## THE EXERCISE
Extract each line of the material that follows exactly and omit its pictures.

## STORED ROWS
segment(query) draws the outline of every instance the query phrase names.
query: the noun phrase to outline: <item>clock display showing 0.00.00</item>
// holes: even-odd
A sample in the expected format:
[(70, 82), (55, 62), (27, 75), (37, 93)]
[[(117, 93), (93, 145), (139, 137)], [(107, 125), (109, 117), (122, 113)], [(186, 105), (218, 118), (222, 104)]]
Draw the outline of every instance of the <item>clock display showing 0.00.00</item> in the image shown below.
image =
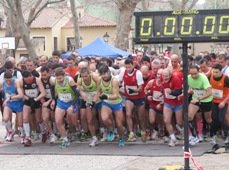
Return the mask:
[(226, 11), (229, 10), (135, 13), (136, 39), (137, 42), (225, 41), (229, 39)]

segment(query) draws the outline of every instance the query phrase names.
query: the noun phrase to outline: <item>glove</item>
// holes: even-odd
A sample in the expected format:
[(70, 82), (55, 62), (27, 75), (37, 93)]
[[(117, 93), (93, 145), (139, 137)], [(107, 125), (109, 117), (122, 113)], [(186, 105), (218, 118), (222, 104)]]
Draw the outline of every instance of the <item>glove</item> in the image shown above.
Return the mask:
[(91, 109), (94, 107), (95, 102), (86, 102), (86, 107), (90, 107)]
[(128, 89), (128, 91), (129, 91), (129, 94), (136, 93), (133, 89)]
[(101, 96), (99, 96), (100, 100), (106, 100), (108, 99), (108, 96), (106, 94), (102, 94)]
[(153, 100), (153, 96), (147, 95), (147, 100), (148, 100), (148, 101), (152, 101), (152, 100)]
[(32, 110), (35, 109), (35, 104), (36, 104), (36, 101), (34, 100), (34, 98), (29, 98), (29, 103), (30, 103), (30, 107)]

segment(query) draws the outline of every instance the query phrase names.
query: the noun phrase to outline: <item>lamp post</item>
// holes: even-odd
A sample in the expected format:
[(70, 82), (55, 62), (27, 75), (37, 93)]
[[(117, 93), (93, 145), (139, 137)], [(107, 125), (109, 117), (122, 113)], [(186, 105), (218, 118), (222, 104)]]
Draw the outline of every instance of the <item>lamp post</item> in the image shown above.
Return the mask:
[(83, 45), (83, 37), (80, 36), (80, 48), (82, 48)]
[(106, 32), (104, 35), (103, 35), (103, 40), (108, 43), (108, 40), (109, 40), (110, 36), (109, 34)]

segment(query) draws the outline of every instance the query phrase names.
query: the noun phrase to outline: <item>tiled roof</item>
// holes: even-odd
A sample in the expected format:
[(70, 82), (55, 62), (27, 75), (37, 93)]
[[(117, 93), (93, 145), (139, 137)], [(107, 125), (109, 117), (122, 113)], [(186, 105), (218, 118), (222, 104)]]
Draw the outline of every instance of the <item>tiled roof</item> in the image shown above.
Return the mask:
[[(69, 9), (60, 8), (45, 8), (42, 10), (38, 17), (32, 22), (31, 28), (52, 28), (64, 16), (69, 17), (69, 20), (63, 27), (73, 28), (73, 22), (72, 19), (70, 19), (71, 11)], [(5, 24), (5, 22), (2, 24), (2, 28), (6, 27)], [(85, 14), (79, 19), (79, 24), (80, 27), (116, 26), (115, 22), (93, 17), (88, 14)]]
[[(79, 19), (79, 25), (80, 27), (104, 27), (116, 26), (116, 23), (85, 14)], [(69, 19), (69, 21), (63, 27), (73, 28), (72, 19)]]
[(45, 8), (40, 15), (32, 22), (32, 28), (51, 28), (63, 16), (68, 15), (68, 11), (59, 8)]

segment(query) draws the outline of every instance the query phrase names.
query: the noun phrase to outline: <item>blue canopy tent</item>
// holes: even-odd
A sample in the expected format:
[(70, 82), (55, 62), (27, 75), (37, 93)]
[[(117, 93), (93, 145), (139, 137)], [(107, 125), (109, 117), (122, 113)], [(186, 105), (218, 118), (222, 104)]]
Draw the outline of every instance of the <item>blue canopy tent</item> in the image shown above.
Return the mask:
[(115, 48), (106, 42), (103, 39), (97, 38), (91, 44), (76, 50), (77, 53), (82, 56), (101, 56), (101, 57), (112, 57), (116, 58), (118, 55), (127, 57), (128, 52)]

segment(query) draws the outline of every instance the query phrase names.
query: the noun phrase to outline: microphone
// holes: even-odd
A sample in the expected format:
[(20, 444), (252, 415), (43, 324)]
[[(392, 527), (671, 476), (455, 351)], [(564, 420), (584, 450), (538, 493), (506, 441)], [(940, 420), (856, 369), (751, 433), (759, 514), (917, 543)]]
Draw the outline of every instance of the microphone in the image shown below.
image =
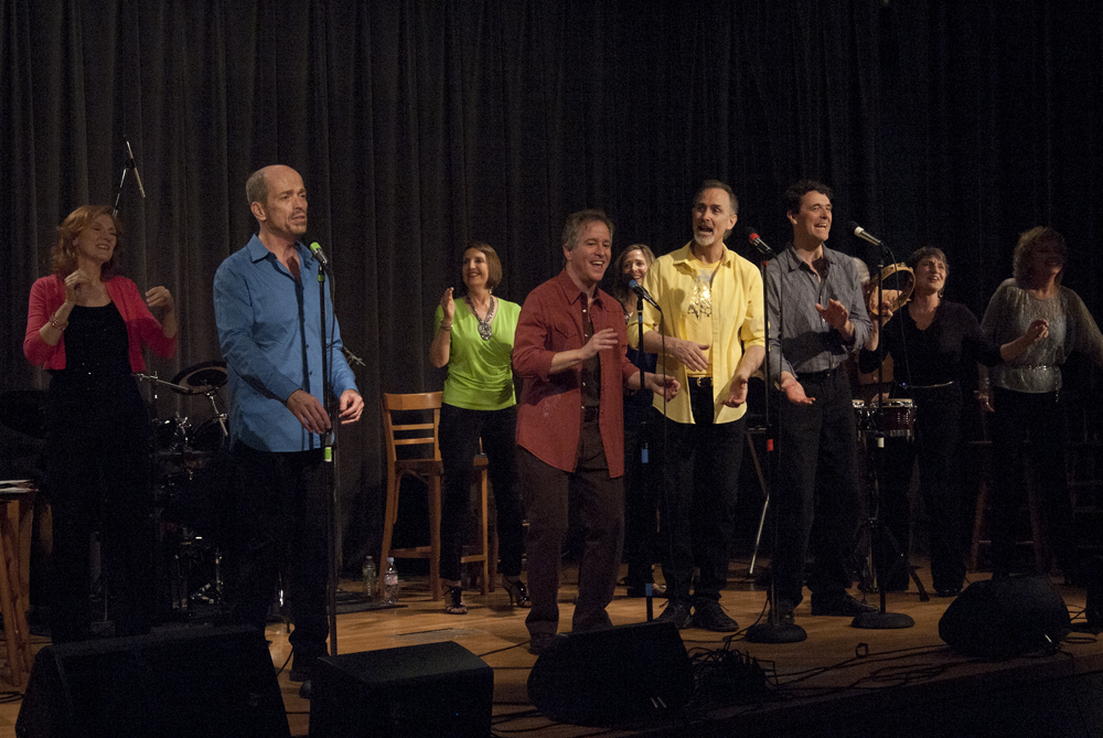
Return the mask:
[(651, 292), (644, 289), (643, 285), (635, 281), (634, 279), (630, 279), (628, 282), (628, 287), (633, 292), (639, 295), (641, 299), (646, 300), (651, 304), (651, 307), (653, 307), (655, 310), (657, 310), (658, 312), (663, 311), (663, 309), (658, 307), (658, 302), (655, 301), (655, 298), (651, 297)]
[(325, 252), (322, 250), (322, 245), (315, 240), (310, 245), (310, 253), (314, 255), (314, 258), (322, 265), (322, 268), (329, 271), (330, 260), (325, 258)]
[(875, 237), (871, 233), (869, 233), (868, 231), (866, 231), (865, 228), (863, 228), (860, 225), (858, 225), (854, 221), (850, 221), (850, 227), (854, 228), (854, 235), (856, 235), (858, 238), (861, 238), (863, 240), (869, 242), (874, 246), (880, 246), (881, 245), (880, 238)]
[(777, 256), (777, 254), (773, 253), (773, 249), (767, 246), (765, 242), (762, 240), (762, 238), (754, 232), (754, 228), (748, 226), (743, 228), (743, 233), (747, 234), (747, 240), (751, 242), (751, 246), (759, 249), (759, 254), (768, 259), (772, 259)]
[(135, 180), (138, 182), (138, 192), (141, 194), (142, 200), (146, 199), (146, 188), (141, 185), (141, 174), (138, 173), (138, 162), (135, 161), (135, 151), (130, 148), (130, 139), (122, 137), (122, 140), (127, 142), (127, 153), (130, 154), (130, 161), (127, 164), (130, 169), (135, 170)]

## EXERCISE OUTPUT
segment(query) draws the outline of every instance the query phrase names.
query: the noun phrase to outline: <item>clock display showing 0.00.00</item>
// holes: even-odd
A sample in the expected format:
[(70, 82), (55, 62), (27, 75), (37, 93)]
[[(117, 93), (93, 145), (139, 137)], [(107, 125), (109, 117), (122, 113)], [(186, 105), (218, 118), (222, 104)]]
Draw the outline of every instance of the <item>clock display showing 0.00.00</item> in the image shown below.
image =
Return the mask:
[(226, 11), (229, 10), (135, 13), (136, 39), (137, 42), (225, 41), (229, 39)]

segment(query) draws the outline of every instance the query phrase names.
query: the noun phrase to outline: <item>glove</item>
// holes: even-odd
A sample in the expected format:
[(70, 82), (55, 62), (27, 75), (37, 93)]
[[(117, 93), (93, 145), (139, 137)], [(107, 125), (109, 117), (122, 113)], [(186, 105), (218, 118), (222, 104)]]
Draw the outline of every instance of the <item>glove</item> in the image shown above.
Return the mask:
[(91, 109), (94, 107), (95, 102), (86, 102), (86, 107), (90, 107)]
[(128, 89), (128, 91), (129, 91), (129, 94), (136, 93), (133, 89)]
[(101, 96), (99, 96), (100, 100), (106, 100), (108, 99), (108, 96), (106, 94), (102, 94)]
[(153, 100), (153, 96), (147, 95), (147, 100), (148, 100), (148, 101), (152, 101), (152, 100)]
[(32, 110), (35, 109), (35, 104), (36, 104), (36, 101), (34, 100), (34, 98), (29, 98), (29, 103), (30, 103), (30, 107)]

segment(query) draws the outline of every instance the query phrase names.
query: the noun phrase to outline: <item>lamp post</item>
// holes: even-odd
A sample in the expected format:
[(70, 82), (55, 62), (27, 75), (37, 93)]
[[(117, 93), (93, 145), (139, 137)], [(107, 125), (109, 117), (122, 113)], [(186, 105), (218, 118), (222, 104)]]
Draw the outline of every instance of the <item>lamp post</item> in the image shown above.
Return the mask:
[(83, 45), (83, 37), (80, 36), (80, 48), (82, 48)]
[(106, 32), (104, 35), (103, 35), (103, 40), (108, 43), (108, 40), (109, 40), (110, 36), (109, 34)]

segment(query) draws the outline of every instance the query phrase names.
query: the noun phrase to outline: <item>tiled roof</item>
// holes: even-odd
A sample in the expected format:
[(70, 82), (55, 62), (27, 75), (37, 93)]
[[(117, 93), (93, 145), (139, 137)], [(107, 125), (109, 117), (122, 113)], [(186, 105), (218, 118), (222, 104)]]
Draw the outline of every instance of the <item>tiled roof</item> in the image shown above.
Return the mask:
[[(69, 9), (60, 8), (45, 8), (42, 10), (38, 17), (32, 22), (31, 28), (52, 28), (64, 16), (69, 17), (69, 20), (63, 27), (73, 28), (73, 22), (72, 19), (70, 19), (71, 11)], [(5, 24), (5, 22), (2, 24), (2, 28), (6, 27)], [(85, 14), (79, 19), (79, 24), (80, 27), (116, 26), (115, 22), (93, 17), (88, 14)]]
[[(79, 19), (79, 25), (80, 27), (104, 27), (116, 26), (116, 23), (85, 14)], [(69, 19), (69, 21), (63, 27), (73, 28), (72, 19)]]
[(45, 8), (40, 15), (32, 22), (32, 28), (51, 28), (63, 16), (68, 15), (68, 11), (59, 8)]

segment(query) draws the outline of every instance the query phrase names.
query: the noun phrase to outline: <item>blue canopy tent</item>
// holes: even-odd
A sample in the expected format:
[(70, 82), (55, 62), (27, 75), (37, 93)]
[[(117, 93), (93, 145), (139, 137)], [(107, 125), (109, 117), (122, 113)], [(186, 105), (218, 118), (222, 104)]]
Draw the outline of every instance of the <item>blue canopy tent</item> in the image shown above.
Return the mask:
[(115, 48), (106, 42), (103, 39), (97, 38), (91, 44), (76, 50), (77, 53), (82, 56), (101, 56), (101, 57), (112, 57), (116, 58), (118, 55), (127, 57), (128, 52)]

segment(query) draws the outline of every instance the query phrase names.
query: the noun phrase to outline: microphone
// holes: even-odd
A sample in the expected format:
[(20, 444), (252, 415), (43, 324)]
[[(392, 527), (671, 476), (455, 351)], [(564, 420), (584, 450), (538, 493), (506, 441)], [(940, 420), (856, 369), (751, 433), (759, 514), (917, 543)]]
Draw the outline of every instance of the microphone in the image shown below.
image =
Return the mask:
[(651, 292), (644, 289), (643, 285), (635, 281), (634, 279), (630, 279), (628, 282), (628, 287), (633, 292), (639, 295), (641, 299), (646, 300), (651, 304), (651, 307), (653, 307), (655, 310), (657, 310), (658, 312), (663, 311), (663, 309), (658, 307), (658, 302), (655, 301), (655, 298), (651, 297)]
[(325, 252), (322, 250), (322, 245), (315, 240), (310, 245), (310, 253), (314, 255), (314, 258), (322, 265), (322, 268), (329, 271), (330, 260), (325, 258)]
[(875, 237), (871, 233), (869, 233), (868, 231), (866, 231), (865, 228), (863, 228), (860, 225), (858, 225), (854, 221), (850, 221), (850, 227), (854, 228), (854, 235), (856, 235), (858, 238), (861, 238), (863, 240), (869, 242), (874, 246), (880, 246), (881, 245), (880, 238)]
[(777, 256), (777, 254), (773, 253), (773, 249), (767, 246), (765, 242), (762, 240), (762, 238), (754, 232), (754, 228), (748, 226), (743, 228), (743, 233), (747, 234), (747, 240), (751, 242), (751, 246), (759, 249), (759, 254), (768, 259), (772, 259)]
[(135, 180), (138, 182), (138, 192), (141, 194), (142, 200), (146, 199), (146, 188), (141, 185), (141, 174), (138, 173), (138, 162), (135, 161), (135, 151), (130, 148), (130, 139), (122, 137), (122, 140), (127, 142), (127, 153), (130, 154), (130, 161), (127, 164), (130, 169), (135, 170)]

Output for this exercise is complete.